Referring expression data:
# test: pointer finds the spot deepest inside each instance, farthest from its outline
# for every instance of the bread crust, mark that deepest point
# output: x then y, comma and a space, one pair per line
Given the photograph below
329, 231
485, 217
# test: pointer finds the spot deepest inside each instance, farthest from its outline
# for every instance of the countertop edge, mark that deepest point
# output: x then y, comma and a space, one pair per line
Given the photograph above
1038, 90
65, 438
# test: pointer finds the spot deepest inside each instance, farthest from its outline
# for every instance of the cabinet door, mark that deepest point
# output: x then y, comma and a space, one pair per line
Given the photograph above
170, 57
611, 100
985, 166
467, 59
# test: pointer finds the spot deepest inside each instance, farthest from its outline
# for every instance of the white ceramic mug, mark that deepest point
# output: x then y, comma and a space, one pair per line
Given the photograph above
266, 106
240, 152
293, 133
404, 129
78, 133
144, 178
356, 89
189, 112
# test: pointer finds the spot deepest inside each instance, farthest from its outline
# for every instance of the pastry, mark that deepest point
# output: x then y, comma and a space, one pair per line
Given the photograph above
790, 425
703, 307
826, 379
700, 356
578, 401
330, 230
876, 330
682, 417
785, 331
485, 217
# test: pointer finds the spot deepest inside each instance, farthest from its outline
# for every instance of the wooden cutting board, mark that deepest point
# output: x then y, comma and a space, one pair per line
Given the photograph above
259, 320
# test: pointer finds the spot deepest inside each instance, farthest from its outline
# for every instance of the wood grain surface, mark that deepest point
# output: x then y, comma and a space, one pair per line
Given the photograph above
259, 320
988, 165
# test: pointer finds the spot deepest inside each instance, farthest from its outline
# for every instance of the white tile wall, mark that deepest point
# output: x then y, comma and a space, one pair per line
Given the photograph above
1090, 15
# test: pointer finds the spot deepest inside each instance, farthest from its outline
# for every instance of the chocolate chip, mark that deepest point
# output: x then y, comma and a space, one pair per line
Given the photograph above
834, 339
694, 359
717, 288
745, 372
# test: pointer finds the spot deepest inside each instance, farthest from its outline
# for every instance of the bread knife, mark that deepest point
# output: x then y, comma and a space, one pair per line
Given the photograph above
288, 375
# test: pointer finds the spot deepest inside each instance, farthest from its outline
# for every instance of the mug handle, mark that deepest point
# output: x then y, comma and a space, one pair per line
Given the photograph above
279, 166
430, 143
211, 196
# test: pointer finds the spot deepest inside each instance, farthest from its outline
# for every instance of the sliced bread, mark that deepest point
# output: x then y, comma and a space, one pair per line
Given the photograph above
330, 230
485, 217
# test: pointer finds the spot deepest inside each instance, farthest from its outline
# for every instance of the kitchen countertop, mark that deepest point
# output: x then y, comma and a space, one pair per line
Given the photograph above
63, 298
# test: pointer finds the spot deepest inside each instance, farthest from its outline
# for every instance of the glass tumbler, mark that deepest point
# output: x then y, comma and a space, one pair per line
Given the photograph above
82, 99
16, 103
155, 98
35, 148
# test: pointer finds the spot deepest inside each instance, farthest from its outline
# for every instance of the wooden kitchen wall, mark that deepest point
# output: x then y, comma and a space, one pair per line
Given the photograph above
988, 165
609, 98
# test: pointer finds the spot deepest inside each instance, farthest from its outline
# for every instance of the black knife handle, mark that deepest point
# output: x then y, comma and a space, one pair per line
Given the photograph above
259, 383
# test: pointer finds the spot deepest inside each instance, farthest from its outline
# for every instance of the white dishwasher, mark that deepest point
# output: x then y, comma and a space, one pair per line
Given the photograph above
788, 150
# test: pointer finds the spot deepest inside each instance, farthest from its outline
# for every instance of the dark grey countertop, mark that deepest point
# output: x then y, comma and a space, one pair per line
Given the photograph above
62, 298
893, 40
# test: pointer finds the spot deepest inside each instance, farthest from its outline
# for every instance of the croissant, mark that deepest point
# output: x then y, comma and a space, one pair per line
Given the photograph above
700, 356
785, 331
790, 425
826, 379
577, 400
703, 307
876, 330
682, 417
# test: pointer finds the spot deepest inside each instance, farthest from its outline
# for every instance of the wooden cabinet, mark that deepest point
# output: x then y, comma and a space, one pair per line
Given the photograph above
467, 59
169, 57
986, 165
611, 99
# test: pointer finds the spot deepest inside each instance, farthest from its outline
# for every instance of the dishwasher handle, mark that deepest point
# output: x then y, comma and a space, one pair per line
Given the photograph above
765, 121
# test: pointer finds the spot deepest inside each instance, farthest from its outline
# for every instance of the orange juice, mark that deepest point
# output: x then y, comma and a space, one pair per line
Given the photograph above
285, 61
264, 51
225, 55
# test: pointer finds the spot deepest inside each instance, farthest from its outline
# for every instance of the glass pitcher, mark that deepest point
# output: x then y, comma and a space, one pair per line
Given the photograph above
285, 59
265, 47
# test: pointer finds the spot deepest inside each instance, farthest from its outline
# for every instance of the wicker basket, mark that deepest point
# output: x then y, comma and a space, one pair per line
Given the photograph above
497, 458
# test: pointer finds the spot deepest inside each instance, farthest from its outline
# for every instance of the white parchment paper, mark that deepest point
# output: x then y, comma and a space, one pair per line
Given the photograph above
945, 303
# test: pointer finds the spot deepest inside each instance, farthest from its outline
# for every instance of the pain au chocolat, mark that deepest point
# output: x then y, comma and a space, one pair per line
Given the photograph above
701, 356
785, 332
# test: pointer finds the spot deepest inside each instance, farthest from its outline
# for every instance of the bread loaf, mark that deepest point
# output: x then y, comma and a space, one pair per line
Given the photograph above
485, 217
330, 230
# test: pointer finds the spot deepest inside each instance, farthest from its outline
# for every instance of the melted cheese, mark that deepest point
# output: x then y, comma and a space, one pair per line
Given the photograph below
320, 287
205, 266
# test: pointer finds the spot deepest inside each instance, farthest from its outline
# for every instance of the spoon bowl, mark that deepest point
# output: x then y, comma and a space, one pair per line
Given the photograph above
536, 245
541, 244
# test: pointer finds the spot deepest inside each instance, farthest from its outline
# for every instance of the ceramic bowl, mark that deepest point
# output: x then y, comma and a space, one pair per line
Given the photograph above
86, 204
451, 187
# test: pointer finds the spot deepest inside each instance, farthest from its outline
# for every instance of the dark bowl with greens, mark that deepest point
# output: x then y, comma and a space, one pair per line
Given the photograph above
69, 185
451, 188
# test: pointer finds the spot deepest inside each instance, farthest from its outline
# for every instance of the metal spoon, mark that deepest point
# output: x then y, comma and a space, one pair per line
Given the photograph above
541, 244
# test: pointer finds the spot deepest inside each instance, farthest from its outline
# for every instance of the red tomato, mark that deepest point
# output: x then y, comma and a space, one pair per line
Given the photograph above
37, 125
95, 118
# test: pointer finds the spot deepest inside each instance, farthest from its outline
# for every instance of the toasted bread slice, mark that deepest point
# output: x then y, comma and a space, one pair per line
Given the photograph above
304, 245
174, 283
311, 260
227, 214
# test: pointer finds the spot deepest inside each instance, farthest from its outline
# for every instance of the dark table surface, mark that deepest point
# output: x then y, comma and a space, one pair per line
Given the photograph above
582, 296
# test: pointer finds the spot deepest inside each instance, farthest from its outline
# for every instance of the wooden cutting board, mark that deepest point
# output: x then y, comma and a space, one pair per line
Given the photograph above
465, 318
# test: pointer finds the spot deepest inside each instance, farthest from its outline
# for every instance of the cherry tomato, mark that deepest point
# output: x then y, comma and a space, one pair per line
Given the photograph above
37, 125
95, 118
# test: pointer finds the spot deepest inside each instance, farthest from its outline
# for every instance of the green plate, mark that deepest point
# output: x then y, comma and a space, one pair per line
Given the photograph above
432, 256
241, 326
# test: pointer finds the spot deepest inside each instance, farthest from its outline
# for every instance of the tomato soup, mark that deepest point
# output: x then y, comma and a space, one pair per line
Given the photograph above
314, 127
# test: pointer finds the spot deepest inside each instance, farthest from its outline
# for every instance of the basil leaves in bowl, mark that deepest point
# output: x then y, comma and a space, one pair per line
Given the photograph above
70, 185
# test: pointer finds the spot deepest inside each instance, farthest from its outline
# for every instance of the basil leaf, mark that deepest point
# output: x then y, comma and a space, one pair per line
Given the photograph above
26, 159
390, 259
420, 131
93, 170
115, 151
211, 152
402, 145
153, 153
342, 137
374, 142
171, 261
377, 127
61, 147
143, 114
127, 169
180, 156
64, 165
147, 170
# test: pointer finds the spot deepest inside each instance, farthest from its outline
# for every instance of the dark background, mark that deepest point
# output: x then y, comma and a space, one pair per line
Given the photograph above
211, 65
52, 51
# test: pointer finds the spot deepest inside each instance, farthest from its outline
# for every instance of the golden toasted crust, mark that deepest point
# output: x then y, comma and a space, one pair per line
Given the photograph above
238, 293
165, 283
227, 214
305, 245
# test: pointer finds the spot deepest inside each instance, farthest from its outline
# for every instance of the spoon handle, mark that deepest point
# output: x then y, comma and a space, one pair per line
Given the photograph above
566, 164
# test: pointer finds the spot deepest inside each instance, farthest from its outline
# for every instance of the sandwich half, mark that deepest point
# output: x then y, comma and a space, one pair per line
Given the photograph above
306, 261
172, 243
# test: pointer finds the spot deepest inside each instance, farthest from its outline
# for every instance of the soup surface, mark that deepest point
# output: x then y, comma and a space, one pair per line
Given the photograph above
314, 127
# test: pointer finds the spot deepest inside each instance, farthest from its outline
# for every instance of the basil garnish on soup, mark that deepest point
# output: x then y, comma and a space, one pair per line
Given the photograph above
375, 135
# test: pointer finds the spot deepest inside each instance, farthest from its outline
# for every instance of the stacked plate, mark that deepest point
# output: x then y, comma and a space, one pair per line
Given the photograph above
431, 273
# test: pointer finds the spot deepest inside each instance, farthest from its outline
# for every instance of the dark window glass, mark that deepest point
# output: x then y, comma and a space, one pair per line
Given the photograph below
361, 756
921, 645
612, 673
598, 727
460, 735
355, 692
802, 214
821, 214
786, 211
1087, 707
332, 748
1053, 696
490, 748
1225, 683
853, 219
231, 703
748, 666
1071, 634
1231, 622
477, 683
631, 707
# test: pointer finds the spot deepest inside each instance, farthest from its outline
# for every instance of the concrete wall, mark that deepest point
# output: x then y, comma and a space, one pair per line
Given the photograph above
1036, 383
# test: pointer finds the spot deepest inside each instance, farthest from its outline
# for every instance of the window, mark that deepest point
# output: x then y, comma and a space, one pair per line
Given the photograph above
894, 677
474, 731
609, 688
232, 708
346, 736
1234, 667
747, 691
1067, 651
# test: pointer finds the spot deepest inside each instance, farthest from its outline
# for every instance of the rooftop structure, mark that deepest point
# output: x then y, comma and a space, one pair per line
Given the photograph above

- PROBLEM REQUIREMENTS
Select every line above that contains the word "white", and copy it.

- RESULT
# for every instance of the white ceramic mug, mark that deepest point
# for every instance of the white tile wall, mark that deepest point
# for every instance of the white dishwasher, mark that deepest point
# for every instance of the white parchment paper, mark that deepest point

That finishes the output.